• Problem to solve: All entries below need to be written out exactly, but without their pictures.

===== Provided records =====

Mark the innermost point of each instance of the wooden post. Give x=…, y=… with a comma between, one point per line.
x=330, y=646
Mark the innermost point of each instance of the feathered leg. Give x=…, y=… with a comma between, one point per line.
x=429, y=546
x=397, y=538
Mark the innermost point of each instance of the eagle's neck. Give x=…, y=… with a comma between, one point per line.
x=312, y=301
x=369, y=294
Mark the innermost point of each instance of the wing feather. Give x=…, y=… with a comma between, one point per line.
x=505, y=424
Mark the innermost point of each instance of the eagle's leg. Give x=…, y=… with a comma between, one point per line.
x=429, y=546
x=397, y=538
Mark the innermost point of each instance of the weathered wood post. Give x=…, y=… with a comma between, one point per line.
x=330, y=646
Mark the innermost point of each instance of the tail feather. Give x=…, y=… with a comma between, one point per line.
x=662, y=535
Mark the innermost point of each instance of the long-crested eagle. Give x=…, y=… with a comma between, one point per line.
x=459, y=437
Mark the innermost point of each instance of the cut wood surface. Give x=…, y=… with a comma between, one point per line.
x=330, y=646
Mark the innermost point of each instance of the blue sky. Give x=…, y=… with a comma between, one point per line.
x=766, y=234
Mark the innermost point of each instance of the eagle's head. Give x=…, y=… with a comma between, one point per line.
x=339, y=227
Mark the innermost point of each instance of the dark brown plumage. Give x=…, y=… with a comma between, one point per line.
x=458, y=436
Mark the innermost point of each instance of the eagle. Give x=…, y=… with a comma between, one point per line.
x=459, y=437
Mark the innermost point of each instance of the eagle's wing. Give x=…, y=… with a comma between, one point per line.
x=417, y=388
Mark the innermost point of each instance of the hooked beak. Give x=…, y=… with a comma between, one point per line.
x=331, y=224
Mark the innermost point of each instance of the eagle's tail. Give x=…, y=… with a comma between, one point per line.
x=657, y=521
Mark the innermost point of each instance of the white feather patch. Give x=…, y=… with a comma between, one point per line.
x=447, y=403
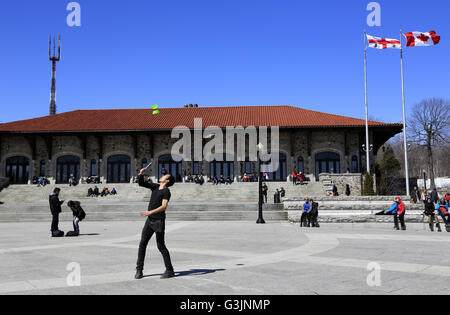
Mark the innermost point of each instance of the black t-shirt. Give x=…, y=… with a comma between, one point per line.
x=158, y=195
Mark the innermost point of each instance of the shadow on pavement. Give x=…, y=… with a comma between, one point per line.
x=192, y=272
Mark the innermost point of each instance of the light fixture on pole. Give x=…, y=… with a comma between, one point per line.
x=260, y=220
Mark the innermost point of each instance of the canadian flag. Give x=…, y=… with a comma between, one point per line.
x=422, y=39
x=383, y=43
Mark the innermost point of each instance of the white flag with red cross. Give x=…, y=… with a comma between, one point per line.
x=383, y=43
x=422, y=39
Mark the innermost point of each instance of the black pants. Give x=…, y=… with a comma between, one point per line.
x=150, y=227
x=304, y=219
x=400, y=217
x=55, y=222
x=446, y=218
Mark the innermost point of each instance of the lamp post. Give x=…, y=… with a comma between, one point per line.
x=260, y=220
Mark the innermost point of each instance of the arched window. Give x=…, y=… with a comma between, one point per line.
x=93, y=167
x=300, y=165
x=327, y=162
x=119, y=169
x=280, y=175
x=144, y=163
x=248, y=166
x=354, y=164
x=167, y=164
x=195, y=168
x=67, y=166
x=42, y=168
x=222, y=168
x=17, y=169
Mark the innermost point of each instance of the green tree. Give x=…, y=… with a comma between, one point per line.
x=389, y=169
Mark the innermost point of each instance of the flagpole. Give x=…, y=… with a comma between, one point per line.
x=404, y=119
x=367, y=109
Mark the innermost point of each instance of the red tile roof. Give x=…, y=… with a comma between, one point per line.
x=168, y=118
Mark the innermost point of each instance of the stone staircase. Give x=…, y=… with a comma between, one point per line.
x=189, y=202
x=353, y=209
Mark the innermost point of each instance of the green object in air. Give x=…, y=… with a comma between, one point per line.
x=155, y=110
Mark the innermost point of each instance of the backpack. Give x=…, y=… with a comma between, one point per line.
x=71, y=234
x=57, y=233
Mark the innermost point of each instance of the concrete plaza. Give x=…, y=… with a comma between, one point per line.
x=227, y=258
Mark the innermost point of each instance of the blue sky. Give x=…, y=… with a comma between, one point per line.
x=133, y=54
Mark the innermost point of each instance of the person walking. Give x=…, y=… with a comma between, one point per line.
x=78, y=216
x=55, y=210
x=400, y=215
x=442, y=210
x=304, y=218
x=155, y=223
x=314, y=215
x=431, y=214
x=434, y=196
x=415, y=194
x=264, y=191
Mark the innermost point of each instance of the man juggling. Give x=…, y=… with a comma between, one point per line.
x=155, y=223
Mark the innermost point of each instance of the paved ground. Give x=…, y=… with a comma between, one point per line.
x=227, y=258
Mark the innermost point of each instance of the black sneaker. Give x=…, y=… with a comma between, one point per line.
x=168, y=274
x=139, y=274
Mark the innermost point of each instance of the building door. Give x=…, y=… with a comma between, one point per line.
x=167, y=163
x=327, y=162
x=222, y=168
x=280, y=174
x=17, y=169
x=67, y=166
x=119, y=168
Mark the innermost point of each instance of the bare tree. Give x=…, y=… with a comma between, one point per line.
x=429, y=128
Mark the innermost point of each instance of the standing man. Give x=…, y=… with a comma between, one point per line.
x=156, y=218
x=400, y=215
x=55, y=209
x=264, y=191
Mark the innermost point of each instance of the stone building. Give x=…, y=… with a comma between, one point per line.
x=115, y=144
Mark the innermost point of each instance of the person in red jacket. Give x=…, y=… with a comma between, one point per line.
x=400, y=215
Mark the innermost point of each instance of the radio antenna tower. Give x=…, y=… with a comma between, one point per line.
x=53, y=58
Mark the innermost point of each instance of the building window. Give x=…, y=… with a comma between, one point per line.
x=17, y=169
x=354, y=164
x=144, y=163
x=167, y=163
x=67, y=166
x=248, y=166
x=280, y=175
x=93, y=167
x=196, y=168
x=119, y=169
x=327, y=162
x=42, y=168
x=222, y=168
x=300, y=165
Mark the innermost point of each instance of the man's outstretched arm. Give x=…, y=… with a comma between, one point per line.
x=162, y=208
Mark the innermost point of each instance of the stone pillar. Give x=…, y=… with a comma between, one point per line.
x=31, y=172
x=133, y=168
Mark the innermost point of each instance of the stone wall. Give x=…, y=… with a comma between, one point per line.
x=4, y=182
x=341, y=181
x=150, y=147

=====

• Exercise response:
Mark the innermost point of each instance of the wooden post. Give x=…, y=… with a comma between, one point per line.
x=330, y=646
Mark the innermost point of each instance of the feathered leg. Give x=…, y=… with a comma between, one point per line.
x=429, y=546
x=397, y=538
Mark the innermost point of each instance of the eagle's neck. Give x=…, y=… with a comma between, one point per line.
x=312, y=301
x=369, y=294
Mark the innermost point of each instance of the wing feather. Give x=…, y=… with a comma between, one point per line.
x=505, y=424
Mark the innermost point of each instance of the eagle's leg. Give x=…, y=… with a comma between, one point per line.
x=429, y=546
x=397, y=538
Mark the innermost point of each instance of the weathered wood post. Give x=…, y=… with a comma between, one point per line.
x=330, y=646
Mark the innermost point of each instance of the tail feather. Give x=…, y=… with a comma between, one point per line.
x=662, y=535
Mark the innermost point of each instance of the long-crested eagle. Give x=…, y=… with a comma between, one point per line.
x=459, y=437
Mark the innermost point of each instance of the cut wood surface. Give x=…, y=… with a comma between, one point per line.
x=330, y=646
Mark the innermost point of each instance of the blue sky. Give x=…, y=… with a comma between, one point per line.
x=766, y=234
Mark the innermost point of each instance of the eagle's head. Give x=…, y=… with a comma between, one point per line.
x=339, y=227
Mark the innermost point of each instance of the dark brown plumage. Give x=…, y=… with a comma between, one point per line.
x=458, y=436
Mark the innermost point of each instance of the eagle. Give x=…, y=… with a comma between, one point per line.
x=459, y=437
Mark the innermost point of each instance of the eagle's wing. Give x=…, y=… with a comma between, one point per line.
x=417, y=388
Mark the innermost point of each instance of the hooked beak. Give x=…, y=… with a comma between, one point per line.
x=331, y=224
Mark the innermost point of each instance of the eagle's tail. Give x=…, y=… with a comma between, one point per line.
x=657, y=521
Mark the innermost point of each instance of the white feather patch. Give x=…, y=… with a comma between, one point per line.
x=447, y=403
Mark the innermost point of each instance of the black t-shirt. Give x=…, y=… with a comma between, one point per line.
x=158, y=195
Mark the innermost point of each instance of the shadow on pavement. Give x=…, y=… with a comma between, one point per line.
x=192, y=272
Mark the innermost point of each instance of the light fixture on pole. Give x=…, y=… with a comma between, one point per line.
x=260, y=220
Mark the innermost point of each instance of the canadian flag. Give x=…, y=… with a comma between, one point per line.
x=422, y=39
x=383, y=43
Mark the innermost point of each instance of the white flag with red cross. Give x=…, y=… with a comma between, one point per line.
x=383, y=43
x=422, y=39
Mark the innermost point of each instance of the black pants. Give x=…, y=… with a comma between, one point per line.
x=150, y=227
x=304, y=219
x=400, y=217
x=55, y=222
x=446, y=218
Mark the innermost point of each instance of the lamp post. Give x=…, y=… with a comma between, one point per line.
x=260, y=220
Mark the innermost point of each instance of the arched window. Give x=…, y=… with a comma between, one point per line.
x=93, y=167
x=300, y=165
x=327, y=162
x=119, y=169
x=280, y=175
x=144, y=163
x=248, y=166
x=354, y=164
x=167, y=164
x=195, y=168
x=67, y=166
x=42, y=168
x=222, y=168
x=17, y=169
Mark the innermost point of each instance of the green tree. Give x=…, y=… with a comma between, one point per line.
x=389, y=169
Mark the innermost point of each instance of the flagpole. Give x=…, y=… with a comma between, one point per line.
x=404, y=119
x=367, y=109
Mark the innermost point of each instance of the red tile roof. Give x=…, y=… with a comma between, one point per line.
x=168, y=118
Mark the innermost point of each instance of the stone staircase. Give x=…, y=… with a comma between, one point per line.
x=189, y=202
x=353, y=209
Mark the innermost point of each instance of the green object in air. Give x=…, y=… with a comma between, one point per line.
x=155, y=110
Mark the innermost point of each instance of the backpack. Give x=…, y=… with a comma between, one point per line.
x=71, y=234
x=57, y=233
Mark the innermost point of each instance of the concrete plaza. Give x=…, y=… with a comma between, one point per line.
x=227, y=258
Mark the innermost point of each instance of the blue sky. Give x=…, y=… with a comma between, one point per line.
x=133, y=54
Mark the innermost point of each instance of the person walking. Give x=…, y=… with a comma between, one point per line.
x=78, y=216
x=55, y=210
x=400, y=215
x=442, y=210
x=304, y=218
x=155, y=223
x=314, y=215
x=431, y=214
x=434, y=196
x=415, y=194
x=264, y=191
Mark the innermost point of each instance of the man juggling. Give x=…, y=… with a comma between, one point per line.
x=155, y=223
Mark the innermost point of each instance of the paved ground. Give x=…, y=… with a comma between, one point per line.
x=227, y=258
Mark the innermost point of each instance of the black sneaker. Give x=…, y=… with a comma between, one point per line.
x=168, y=274
x=139, y=274
Mark the innermost point of each instance of the building door. Give x=…, y=… with a comma between, one point per line.
x=167, y=163
x=327, y=162
x=222, y=168
x=280, y=174
x=17, y=169
x=67, y=166
x=119, y=168
Mark the innermost point of each instance of the bare tree. Give x=…, y=… with a comma between, one point per line.
x=429, y=128
Mark the innermost point of each instance of the standing man. Give x=…, y=… with a comma between, one point per line.
x=156, y=218
x=400, y=215
x=55, y=209
x=264, y=191
Mark the innermost point of each instance of the stone building. Give x=…, y=… with a comma between, one point per line.
x=115, y=144
Mark the innermost point of each instance of the person in red jacket. Give x=…, y=… with a comma between, one point per line.
x=400, y=215
Mark the innermost point of each instance of the radio antenna tower. Give x=…, y=… with a comma between, one point per line.
x=53, y=58
Mark the innermost point of each instance of the building window. Give x=…, y=… with a comma between, one point per line.
x=17, y=169
x=354, y=164
x=144, y=163
x=167, y=163
x=67, y=166
x=248, y=166
x=280, y=175
x=93, y=167
x=196, y=168
x=119, y=169
x=327, y=162
x=42, y=168
x=222, y=168
x=300, y=165
Mark the innermost point of each instance of the man's outstretched arm. Give x=…, y=… with a comma between, one point per line.
x=162, y=208
Mark the innermost point of each instance of the stone pillar. Give x=…, y=… with a comma between, one point per line.
x=31, y=172
x=133, y=168
Mark the innermost point of each instance of the stone wall. Give x=…, y=… with a comma between, one point per line.
x=4, y=182
x=341, y=181
x=150, y=147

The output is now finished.